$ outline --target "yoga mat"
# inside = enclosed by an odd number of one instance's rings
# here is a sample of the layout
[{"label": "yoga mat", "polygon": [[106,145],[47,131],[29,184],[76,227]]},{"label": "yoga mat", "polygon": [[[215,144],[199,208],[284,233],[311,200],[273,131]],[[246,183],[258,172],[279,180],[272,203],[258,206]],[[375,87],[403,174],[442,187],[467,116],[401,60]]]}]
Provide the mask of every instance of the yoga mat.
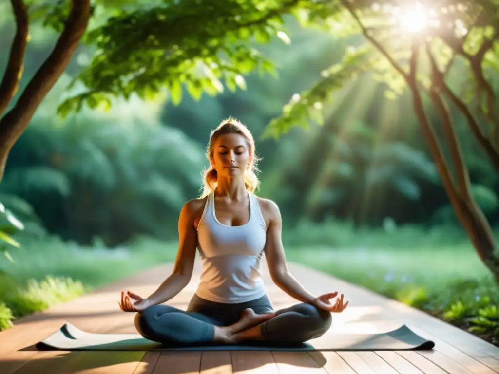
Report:
[{"label": "yoga mat", "polygon": [[71,324],[36,344],[37,349],[63,351],[410,351],[431,350],[435,343],[415,333],[405,325],[380,334],[328,334],[327,339],[283,346],[251,342],[236,345],[172,347],[143,338],[138,334],[97,334],[82,331]]}]

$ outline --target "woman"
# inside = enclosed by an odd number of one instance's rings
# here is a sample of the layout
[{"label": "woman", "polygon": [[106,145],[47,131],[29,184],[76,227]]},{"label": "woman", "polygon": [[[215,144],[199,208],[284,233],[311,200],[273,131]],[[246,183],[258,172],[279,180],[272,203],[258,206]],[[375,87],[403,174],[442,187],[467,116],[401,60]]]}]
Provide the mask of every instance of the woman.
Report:
[{"label": "woman", "polygon": [[[236,120],[223,121],[211,133],[207,156],[211,168],[203,195],[180,213],[172,274],[145,299],[122,292],[120,308],[138,312],[135,325],[143,336],[165,344],[296,343],[322,335],[331,313],[344,310],[348,302],[342,294],[332,304],[337,292],[314,296],[290,274],[279,209],[253,193],[258,181],[251,133]],[[203,271],[187,311],[161,305],[189,283],[197,249]],[[300,303],[273,311],[259,272],[263,253],[272,281]]]}]

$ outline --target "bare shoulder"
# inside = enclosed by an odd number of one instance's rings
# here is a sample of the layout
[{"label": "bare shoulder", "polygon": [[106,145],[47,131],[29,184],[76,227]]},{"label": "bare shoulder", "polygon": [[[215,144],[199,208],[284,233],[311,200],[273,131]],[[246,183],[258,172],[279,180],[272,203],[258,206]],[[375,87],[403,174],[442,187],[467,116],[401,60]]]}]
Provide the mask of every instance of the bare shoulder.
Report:
[{"label": "bare shoulder", "polygon": [[190,222],[194,224],[195,228],[203,215],[203,212],[206,204],[207,197],[193,198],[188,200],[182,207],[182,213]]},{"label": "bare shoulder", "polygon": [[260,207],[261,214],[263,216],[265,223],[268,227],[271,223],[280,223],[281,222],[280,210],[279,206],[273,200],[256,196],[256,201]]}]

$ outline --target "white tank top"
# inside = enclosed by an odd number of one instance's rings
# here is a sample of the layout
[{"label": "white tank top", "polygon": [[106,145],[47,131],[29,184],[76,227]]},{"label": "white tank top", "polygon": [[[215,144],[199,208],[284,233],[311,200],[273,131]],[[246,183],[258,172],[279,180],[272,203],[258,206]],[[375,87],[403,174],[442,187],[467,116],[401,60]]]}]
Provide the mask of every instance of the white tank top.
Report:
[{"label": "white tank top", "polygon": [[198,225],[198,250],[203,272],[196,294],[217,303],[234,304],[265,294],[260,260],[266,225],[254,195],[250,197],[250,220],[241,226],[221,223],[215,214],[215,194],[208,195]]}]

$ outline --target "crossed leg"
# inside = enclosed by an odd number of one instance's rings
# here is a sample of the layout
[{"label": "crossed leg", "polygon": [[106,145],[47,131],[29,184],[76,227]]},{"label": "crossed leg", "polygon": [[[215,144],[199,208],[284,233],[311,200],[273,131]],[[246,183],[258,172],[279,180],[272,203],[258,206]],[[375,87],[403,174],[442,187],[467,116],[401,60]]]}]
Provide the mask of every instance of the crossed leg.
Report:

----

Stated goal: How many lines in the items contain the string "crossed"? Case counts. Give only the number.

Answer to the problem: 3